— begin TEXT TO READ —
The Outsider Drumming of Laura Cromwell
Interview by Julia Cho
 

Over the past several years, Laura Cromwell has made a name for herself among the denizens of the downtown New York avant-garde music scene. Although she's no stranger to more straight-ahead rock-at one point she was part of the ever-changing line-up for God Is My Co-Pilot-and has even flirted with Japanese pop, Cromwell has recently become known as a composer and performer of edgy and experimental music. First there was her group, Dim Sum Clip Job, and now with fellow collaborators Jamie Saft and Vanessa Hodge, she makes music under the moniker, The Vivian Sisters. Their recent CD has just come out on John Zorn's label and can be found in your finer houses of eclectic music and, thanks to the web, is also available absolutely everywhere.

After a long bout of phone tag, I finally made contact with the elusive Laura Cromwell. By this time, I almost felt like I already knew her. I'd gotten raves about her and her music from other drummers and musicians and had found myself bopping along to a tape she sent me that had songs she drummed on for Japanese chanteuse Takako Minnekawa. I cleverly managed to get her to invite me to brunch and feed me (okay, she offered-that's how nice she is). This is how I ended up showing up on her doorstep in Brooklyn on a sunny Sunday, bearing my mini-tape recorder and a very large appetite.

The setting: A small backyard garden in Brooklyn complete with a toy playground set (for the kids who live upstairs) and a tiny garden. The time: April 2001. The characters: Laura Cromwell: Drummergirl extraordinaire who has played with everyone from Dusty Trails (consisting of Josephine Wiggs of the Breeders and Luscious Jackson's Vivian Trimble) and Cibo Matto, to leading avant-garde musician Zeena Parkins. Julia Cho: Bassist and drummergirl.com contributing editor-at-large. Rope: Laura's very friendly and curious dog.

Julia: So, let's start with the obvious: how did you start drumming? Who influenced you?
Laura: I started playing in San Francisco. My boyfriend was a drummer-so lame, I know! But it changed my life. The Melvins are a huge influence-their music is heavy, super heavy. And Led Zeppelin all the way. I'm a heavy rocker at heart.
— end TEXT TO READ —
(SET OF TASKS):
A. Answer these questions about the Laura Cromwell interview:
(i) Under what name does Cromwell make music with Jamie Saft and Vanessa Hodge?
(ii) In what month and year is the interview set?
(iii) In which city did Cromwell start playing drums?
B. Output the passage of the Laura Cromwell interview from "The Outsider Drumming" to "available absolutely everywhere.", word for word.
C. Pick up the Laura Cromwell interview after its last line and keep it going.
— begin MATERIAL SUPPLIED —
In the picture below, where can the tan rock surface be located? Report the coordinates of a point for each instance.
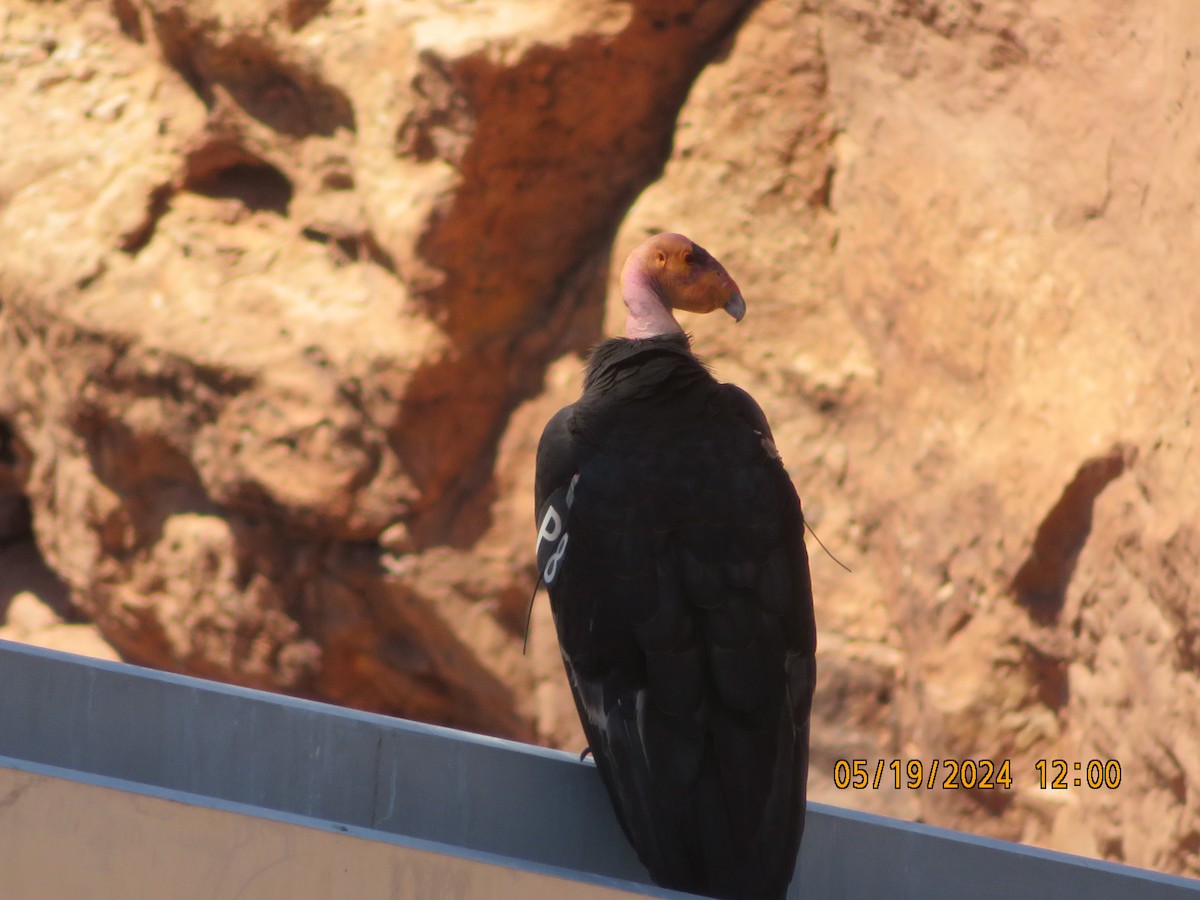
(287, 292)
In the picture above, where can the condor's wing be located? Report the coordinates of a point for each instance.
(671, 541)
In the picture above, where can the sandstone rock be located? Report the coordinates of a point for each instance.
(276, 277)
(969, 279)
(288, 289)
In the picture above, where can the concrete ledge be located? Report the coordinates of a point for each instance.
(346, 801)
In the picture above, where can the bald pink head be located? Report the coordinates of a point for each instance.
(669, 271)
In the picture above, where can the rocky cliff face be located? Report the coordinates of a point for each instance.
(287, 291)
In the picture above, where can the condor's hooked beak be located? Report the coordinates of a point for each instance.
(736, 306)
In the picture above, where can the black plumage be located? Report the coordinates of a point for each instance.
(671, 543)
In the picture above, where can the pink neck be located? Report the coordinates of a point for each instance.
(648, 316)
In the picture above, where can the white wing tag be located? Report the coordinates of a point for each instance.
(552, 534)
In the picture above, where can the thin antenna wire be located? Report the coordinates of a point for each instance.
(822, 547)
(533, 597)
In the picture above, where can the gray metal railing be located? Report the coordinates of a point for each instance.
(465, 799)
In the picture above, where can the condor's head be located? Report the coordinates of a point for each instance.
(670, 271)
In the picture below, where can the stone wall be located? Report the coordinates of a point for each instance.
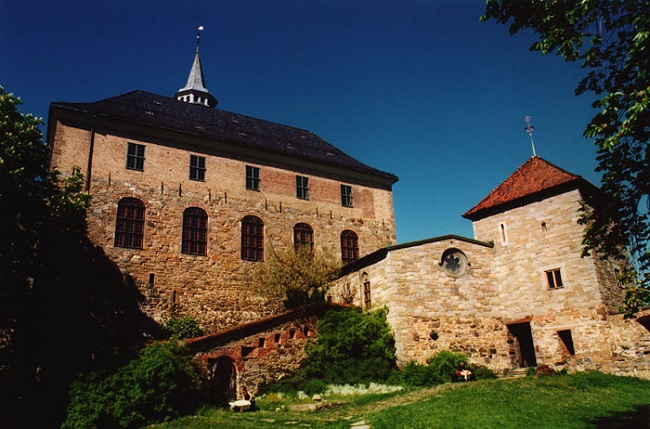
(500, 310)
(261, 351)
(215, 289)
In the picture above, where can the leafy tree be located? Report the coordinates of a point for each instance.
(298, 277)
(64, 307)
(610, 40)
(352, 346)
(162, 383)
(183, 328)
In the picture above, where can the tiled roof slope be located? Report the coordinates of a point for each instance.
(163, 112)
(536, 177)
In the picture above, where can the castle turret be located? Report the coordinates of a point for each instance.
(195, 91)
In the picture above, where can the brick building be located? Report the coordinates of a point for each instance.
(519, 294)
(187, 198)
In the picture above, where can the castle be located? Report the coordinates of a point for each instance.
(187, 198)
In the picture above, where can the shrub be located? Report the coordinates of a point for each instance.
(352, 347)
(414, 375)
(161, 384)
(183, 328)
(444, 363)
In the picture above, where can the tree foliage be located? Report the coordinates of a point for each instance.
— end MATERIAL SUPPLIED —
(RESPONSES FOR EACH TASK):
A.
(i) The Vivian Sisters
(ii) April 2001
(iii) San Francisco

B.
The Outsider Drumming of Laura Cromwell
Interview by Julia Cho
 

Over the past several years, Laura Cromwell has made a name for herself among the denizens of the downtown New York avant-garde music scene. Although she's no stranger to more straight-ahead rock-at one point she was part of the ever-changing line-up for God Is My Co-Pilot-and has even flirted with Japanese pop, Cromwell has recently become known as a composer and performer of edgy and experimental music. First there was her group, Dim Sum Clip Job, and now with fellow collaborators Jamie Saft and Vanessa Hodge, she makes music under the moniker, The Vivian Sisters. Their recent CD has just come out on John Zorn's label and can be found in your finer houses of eclectic music and, thanks to the web, is also available absolutely everywhere.

C.
Julia: Do you think there's a difference between playing with men and women?
Laura: At first, I used to think there was a huge difference, because my first band [Growing Up Skipper] was all women and the vibe was very different from later bands with guys. But I've realized I don't think it's so much a difference between men and women as between people who think they are professionals as opposed to people who don't-as in people who have confidence in their playing as opposed to people who don't. And men seem to have it more, even if they suck. But playing with Zeena Parkins is no different from playing with Anthony Coleman. Zeena doesn't need any reassurance from anybody.

But when you're just starting out, girls need more encouragement; a lot of times they're very insecure. Because, you know, they've probably been discouraged. Boys feel like it's their right. And it's not across the board; it's just a generalization.

Julia: When you first started playing, did you go through a phase where you needed encouragement?
Laura: When I first started, the band I was in was really encouraging. Growing Up Skipper was on a parallel course with the Riot Grrl movement. We were not involved in Riot Grrl, but we were definitely Riot Grrls, just the very epitome of what that means. We were just taking things into our own hands, no experience at all. Me especially. I had just been playing for a few months. I was twenty-four-I'm a late bloomer (laughs).

Julia: But that's great. Maybe because you were older, you had this anger and ferocity that you could bring to the playing.
Laura: Totally. And for me, it was important because I had previously been an artist; that's what I did, I was a visual artist. It was what I grew up doing. And I was experiencing, at that point in my life, a very serious blockage. I just couldn't do anything. And I didn't know what to do. And playing drums was my saving, it really was. Basically, I was suffering from incredible perfectionism, the kind that just makes you stop; you can't move because nothing can be good enough. And then for me playing drums was like well nothing can be good enough because I've never done this before. So everything is new. I allowed myself to make mistakes whereas in my previous field I hadn't. Failure is really important. It's very humbling. You realize that the world doesn't end if you fail. And for me, anyway, it gives me the courage to say, "Okay, I'm going to try something new again, and take that chance that I might fail." I think that's really the only way to discover things and stretch out and learn new things. It was such a breakthrough for me to be able to do that. Creatively speaking. I guess that's kind of off the point.

Julia: No, that's completely on the point! Do you still do visual art or have all of your energies shifted over to music?
Laura: Mostly into music but I have been trying to get back into graphic design now. Partly for work and partly for me.

Julia: Do you feel like any of your visual art fed your drumming?
Laura: Oh, yeah. I feel like any kind of creative activity, any kind of creative work, feeds another kind; it all counts. Whenever I do something, it's very visual. I'll do a painting first just to get the general idea of the piece and then write it after I have something to look at.

Julia: When did you start shifting into composing?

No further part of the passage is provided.